*GOAL OF THE EXERCISE*.
What the task needs is every record repeated exactly, nothing more.

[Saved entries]
═══
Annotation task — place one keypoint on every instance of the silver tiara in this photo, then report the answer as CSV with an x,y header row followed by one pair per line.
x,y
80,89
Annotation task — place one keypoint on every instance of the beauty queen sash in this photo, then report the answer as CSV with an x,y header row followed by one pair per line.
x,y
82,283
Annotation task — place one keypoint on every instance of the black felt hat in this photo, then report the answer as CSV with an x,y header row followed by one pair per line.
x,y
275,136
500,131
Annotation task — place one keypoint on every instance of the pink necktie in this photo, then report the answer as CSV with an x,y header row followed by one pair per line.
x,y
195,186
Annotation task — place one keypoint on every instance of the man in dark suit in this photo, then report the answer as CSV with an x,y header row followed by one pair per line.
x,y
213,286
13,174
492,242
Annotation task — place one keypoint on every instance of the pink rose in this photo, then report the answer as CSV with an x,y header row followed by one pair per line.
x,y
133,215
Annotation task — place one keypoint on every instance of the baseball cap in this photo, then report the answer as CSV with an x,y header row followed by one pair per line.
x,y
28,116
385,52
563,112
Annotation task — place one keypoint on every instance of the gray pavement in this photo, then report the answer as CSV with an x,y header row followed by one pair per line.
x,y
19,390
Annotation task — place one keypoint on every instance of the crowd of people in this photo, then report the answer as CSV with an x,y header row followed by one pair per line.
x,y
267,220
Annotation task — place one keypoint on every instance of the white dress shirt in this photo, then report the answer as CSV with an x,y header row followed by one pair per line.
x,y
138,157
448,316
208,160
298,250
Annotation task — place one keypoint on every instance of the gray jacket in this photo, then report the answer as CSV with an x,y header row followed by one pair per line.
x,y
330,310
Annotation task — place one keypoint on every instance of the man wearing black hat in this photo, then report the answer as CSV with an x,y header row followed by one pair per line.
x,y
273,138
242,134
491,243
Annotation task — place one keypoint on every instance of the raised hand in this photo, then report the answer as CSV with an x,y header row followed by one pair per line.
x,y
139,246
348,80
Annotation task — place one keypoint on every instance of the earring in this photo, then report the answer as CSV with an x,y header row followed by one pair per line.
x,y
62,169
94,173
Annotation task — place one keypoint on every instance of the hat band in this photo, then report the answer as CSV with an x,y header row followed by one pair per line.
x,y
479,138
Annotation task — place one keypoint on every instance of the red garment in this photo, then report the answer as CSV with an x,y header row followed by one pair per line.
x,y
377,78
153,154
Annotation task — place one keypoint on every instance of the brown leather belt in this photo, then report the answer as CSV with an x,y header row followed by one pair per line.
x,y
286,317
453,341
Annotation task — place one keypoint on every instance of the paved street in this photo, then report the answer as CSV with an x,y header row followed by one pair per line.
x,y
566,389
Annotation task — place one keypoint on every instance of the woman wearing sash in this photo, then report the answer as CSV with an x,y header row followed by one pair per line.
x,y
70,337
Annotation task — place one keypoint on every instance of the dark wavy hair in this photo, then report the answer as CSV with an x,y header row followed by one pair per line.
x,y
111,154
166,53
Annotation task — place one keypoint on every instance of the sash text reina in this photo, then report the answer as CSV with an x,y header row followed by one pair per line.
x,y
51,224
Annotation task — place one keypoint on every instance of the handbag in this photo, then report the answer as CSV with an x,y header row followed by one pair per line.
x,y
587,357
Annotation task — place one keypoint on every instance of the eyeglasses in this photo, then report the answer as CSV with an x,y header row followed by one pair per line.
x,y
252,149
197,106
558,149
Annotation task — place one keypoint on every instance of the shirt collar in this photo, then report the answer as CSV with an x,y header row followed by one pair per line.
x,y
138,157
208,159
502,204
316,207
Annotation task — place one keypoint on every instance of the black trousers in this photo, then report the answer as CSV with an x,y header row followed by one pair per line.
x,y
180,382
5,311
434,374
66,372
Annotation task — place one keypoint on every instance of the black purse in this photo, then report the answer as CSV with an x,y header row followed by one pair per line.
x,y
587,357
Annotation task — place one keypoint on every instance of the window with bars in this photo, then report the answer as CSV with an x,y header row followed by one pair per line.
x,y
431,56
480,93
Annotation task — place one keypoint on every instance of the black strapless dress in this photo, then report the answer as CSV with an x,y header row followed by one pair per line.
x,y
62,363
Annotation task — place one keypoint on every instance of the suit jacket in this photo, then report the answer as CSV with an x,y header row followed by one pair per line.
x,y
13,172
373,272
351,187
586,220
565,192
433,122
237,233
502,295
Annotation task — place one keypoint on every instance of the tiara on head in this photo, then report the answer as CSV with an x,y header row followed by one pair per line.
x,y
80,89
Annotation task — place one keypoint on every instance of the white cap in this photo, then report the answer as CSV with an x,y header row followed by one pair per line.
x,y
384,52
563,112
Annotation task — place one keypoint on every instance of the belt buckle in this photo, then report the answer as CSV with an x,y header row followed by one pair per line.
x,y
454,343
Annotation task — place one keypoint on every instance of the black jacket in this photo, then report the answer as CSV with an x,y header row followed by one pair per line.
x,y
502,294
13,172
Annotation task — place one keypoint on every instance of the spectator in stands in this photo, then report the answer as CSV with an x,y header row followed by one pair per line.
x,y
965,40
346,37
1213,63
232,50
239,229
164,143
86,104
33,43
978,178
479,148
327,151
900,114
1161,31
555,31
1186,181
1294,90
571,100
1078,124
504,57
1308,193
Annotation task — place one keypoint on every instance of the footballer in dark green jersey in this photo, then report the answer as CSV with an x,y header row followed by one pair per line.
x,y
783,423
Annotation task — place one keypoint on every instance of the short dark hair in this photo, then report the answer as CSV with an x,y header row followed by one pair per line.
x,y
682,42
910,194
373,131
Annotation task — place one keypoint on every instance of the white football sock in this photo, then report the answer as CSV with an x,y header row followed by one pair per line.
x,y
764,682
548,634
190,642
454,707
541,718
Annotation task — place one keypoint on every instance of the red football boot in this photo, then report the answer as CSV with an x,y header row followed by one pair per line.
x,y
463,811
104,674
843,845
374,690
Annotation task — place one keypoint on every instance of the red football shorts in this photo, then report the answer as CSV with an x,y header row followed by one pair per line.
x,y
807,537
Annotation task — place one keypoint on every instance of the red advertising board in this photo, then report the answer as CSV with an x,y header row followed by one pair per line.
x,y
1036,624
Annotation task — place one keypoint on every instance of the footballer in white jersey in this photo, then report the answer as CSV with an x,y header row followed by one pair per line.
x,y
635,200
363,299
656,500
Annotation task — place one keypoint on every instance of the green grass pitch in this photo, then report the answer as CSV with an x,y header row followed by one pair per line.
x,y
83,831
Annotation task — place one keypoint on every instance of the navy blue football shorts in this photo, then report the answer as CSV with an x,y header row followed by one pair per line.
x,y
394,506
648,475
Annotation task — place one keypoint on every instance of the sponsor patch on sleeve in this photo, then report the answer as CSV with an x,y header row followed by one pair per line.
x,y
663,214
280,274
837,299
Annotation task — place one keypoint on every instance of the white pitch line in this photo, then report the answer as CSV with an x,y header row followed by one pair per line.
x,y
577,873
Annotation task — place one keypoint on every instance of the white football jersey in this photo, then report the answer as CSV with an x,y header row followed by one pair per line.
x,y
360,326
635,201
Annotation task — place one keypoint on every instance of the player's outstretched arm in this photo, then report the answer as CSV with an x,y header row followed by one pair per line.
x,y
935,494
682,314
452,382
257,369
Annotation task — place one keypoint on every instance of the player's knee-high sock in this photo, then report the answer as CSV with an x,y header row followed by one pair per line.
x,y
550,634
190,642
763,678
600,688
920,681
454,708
═══
*OUTPUT*.
Annotation task — place one keypoint on every instance of the silver tiara in this photo, then report the answer as CSV with an x,y header row followed by one pair per line.
x,y
80,89
Annotation task — place one keypoint on every instance of the beauty queen sash in this photo, then report the answer as CSV with an x,y header row followed by one pair per line.
x,y
82,283
Annotation task — place one keypoint on every instance of the black felt hat in this photo, then report the answer as CSV with an x,y header row followed by one pair per line.
x,y
275,136
500,131
Annotation task — place one keypoint on every instance of the pink necktie in this photo, then report the answer as CSV with an x,y header row followed by one pair per line.
x,y
195,186
Annotation task — place one keypoint on every instance of the man in dark suit in this photo, then report the answer as CSV with an x,y header row followed by one pair per line.
x,y
213,286
13,174
492,242
Annotation task — place one keypoint on every instance of the pink rose in this photo, then report the answer as CSV with an x,y header row followed by one pair per line.
x,y
133,215
Annotation task — place one keypoint on every instance of the baseball cap in this photo, then report the answer as CSV with an x,y header row followed by one pair per line.
x,y
28,116
385,52
563,112
Annotation task — place one keypoint on every instance of the gray pavement in this photo, then report the answer as CSV with an x,y header row followed by one pair per line.
x,y
19,390
Annotation task — place one keypoint on every instance of the crowd of people in this photo, then report the answer as CSV with an x,y header row followed by one pair per line.
x,y
267,220
Annotation task — place one keypoint on every instance of the white dress shirt in this photo, then report the answer as CSV with an x,y header row followed by one pair per line.
x,y
138,157
448,316
208,160
298,250
Annotation task — place one keypoint on every instance of the gray jacket in this photo, then report the answer as CSV with an x,y header row followed by one pair per line.
x,y
330,310
Annotation task — place one keypoint on every instance of the man wearing black hat in this photo, then report the answer as CSV with an x,y header row followed by one pair per line.
x,y
273,138
242,134
491,243
Annotation task — place one keypoint on every instance of the raised hand in this photo, then report the answer as CSV with an x,y header row followed by one pair per line.
x,y
139,246
348,80
Annotation task — place one keypoint on every instance of the earring in this photo, then report the answer as CSV with an x,y header row followed by one pair per line.
x,y
62,169
94,173
Annotation task — place one keypoint on every instance of the hat band in this photo, then report the answer as CSV with an x,y header row followed by one pair per line.
x,y
479,138
Annotation task — place one keypoint on every instance of the red garment in this photo, then report the answer as CSV with an x,y header row followed by one pair per line.
x,y
377,78
153,154
Annotation task — place one keypoint on every instance of the brown leather belt in this photo, then report the answer as CSV with an x,y header row followed by one pair per line.
x,y
286,317
453,341
Annotation task — place one keypoint on every instance of the paved street in this photo, then report the answer as CSV with an x,y header row followed by one pair per line.
x,y
566,389
Annotation task — place one keypoint on every instance of the woman wearing sash in this photo, then report the answer as CSV with an x,y header row followed by one pair per line.
x,y
70,337
Annotation task — place one keypoint on every instance of the dark wavy hair in this photo, then report the answer as CSV with an x,y header row followed by one pair per line.
x,y
111,154
166,53
Annotation task — place one keypoint on every instance of the sash text reina in this photo, then report the answer as CSV with an x,y header row followed by one pair per line.
x,y
51,224
Annotation task — place one keypoint on every instance of the handbag in this photo, then report the answer as CSV with an x,y header row followed by one pair per line.
x,y
587,357
Annotation task — place one keypoint on every instance of the eyeglasses in this photo, then report the answer as CSV with an x,y header row followed by one pair per line.
x,y
252,149
197,106
558,149
Annotation task — place one keypoint on every instance of the shirt collar in this photo, then report the answer as CSV with an x,y header row followed by one pair per line.
x,y
138,157
208,159
502,204
316,207
Annotation task — place one keypoint on every instance of the black trousers in this photo, then report the answer as CSV with an x,y header row followed by one pair per line.
x,y
180,382
5,311
434,374
66,372
Annotation task — place one keypoint on every instance of the black purse in this photo, then report the answer as CSV with an x,y header row followed by one pair per line.
x,y
587,357
Annotation task — place one keypoint on every instance of the window with bars in this photo, then report the answer as CSV with an x,y header row followed by one pair per line.
x,y
431,56
480,93
Annotation task — place one keypoint on every instance of the black strapless dress in this photo, then report the answer as CSV with an x,y header row followed by one pair per line.
x,y
62,363
Annotation task — place one keypoint on every instance of the suit jacket in this photo, then report the answer as CSV with an x,y header row followed by one pair per line.
x,y
13,172
373,272
351,187
586,220
565,192
433,122
237,233
502,295
Annotation task — place one keypoint on every instance of the tiara on head in this photo, then report the answer as CSV with an x,y header row followed by one pair per line.
x,y
80,89
Annotation task — place one keypoint on every instance of the white cap in this photo, then report the answer as CSV with an x,y header row followed by one pair per line.
x,y
384,52
563,112
Annotation task — place one keypoint on every instance of the belt buckle in this photo, then report the answer as CSV with an x,y header row followed by one pair per line.
x,y
454,343
Annotation task — place one keypoint on every instance of the black jacket in this photo, then report the answer as CSV with an x,y header row followed by one pair per line.
x,y
502,294
13,172
Annotation task — place one keypoint on every instance of the spectator in stands in this photo, then report the answer as CSV with an x,y header row followed by one pair per line.
x,y
965,40
346,37
1213,63
232,50
239,229
164,143
86,104
33,43
978,178
479,148
327,151
900,114
1161,31
555,31
1186,181
1294,90
571,100
1078,124
504,57
1308,193
Annotation task — place one keypoint on every instance of the footballer in dark green jersey in this photo, then report the answer as CSV with an x,y header row followed by one pair per line.
x,y
783,423
Annotation task — place one keypoint on every instance of the short dark hair in this photo, then report the answer as CSV with an x,y header row followed by one pair per line.
x,y
682,42
910,194
373,131
Annotation task — place one keypoint on every instance of the white football sock in this photo, then report the answer as CSV with an x,y header row followed by one pair per line.
x,y
764,682
548,634
190,642
454,707
541,718
Annotation task — place one keypoint on every instance of the red football boot in this photo, then report the answer as CSV with an x,y header row followed by one pair per line.
x,y
463,811
104,674
843,845
374,690
Annotation task — place one keypoint on every instance of the red football shorts in this photo, then report the answer as CSV with an x,y header row followed by one pair per line.
x,y
807,537
Annotation task — place one keypoint on every instance of the red advertising board in this photo, then report the answer as CSV with an x,y header row followed by one pair per line.
x,y
1036,624
Annotation task — place one keypoint on every instance of the footballer in white jersey in this photo, then report the answer as CSV with an x,y header row followed by one pair per line.
x,y
635,200
363,299
656,500
Annotation task — place one keypoint on every instance of the green grass pitch in this photo, then report the answer as CSV with an x,y header row followed by one pair per line.
x,y
83,831
Annotation task — place one keypoint on every instance of the navy blue football shorts in this photo, then report the answer as CSV with an x,y header row followed by one pair per line.
x,y
394,506
648,475
Annotation task — place one keypoint on every instance of the sponsor patch on sleeve in this photo, then report the answer as CSV with an x,y header row followed by one pair per line.
x,y
663,214
280,274
837,299
Annotation task — place one keypoint on every instance of the white pitch line in this photo, then report the answer as CSV with an x,y header row followed by one pair per line.
x,y
577,873
Annotation task — place one keypoint on every instance of the white football jersey in this photo, then report the answer as CSV with an x,y header row followed by one pair per line.
x,y
360,326
635,201
Annotation task — place one keypoint on every instance of the player's outstretched arm in this photo, then report the answer as CSV with an x,y header row followed by one pair per line.
x,y
935,494
682,314
452,382
257,369
Annotation task — place one keypoint on every instance of the player's knee-high sock in this photo, then report the answer as CSV with an x,y header row followed by one pair per line.
x,y
550,634
190,642
763,678
600,688
920,681
454,708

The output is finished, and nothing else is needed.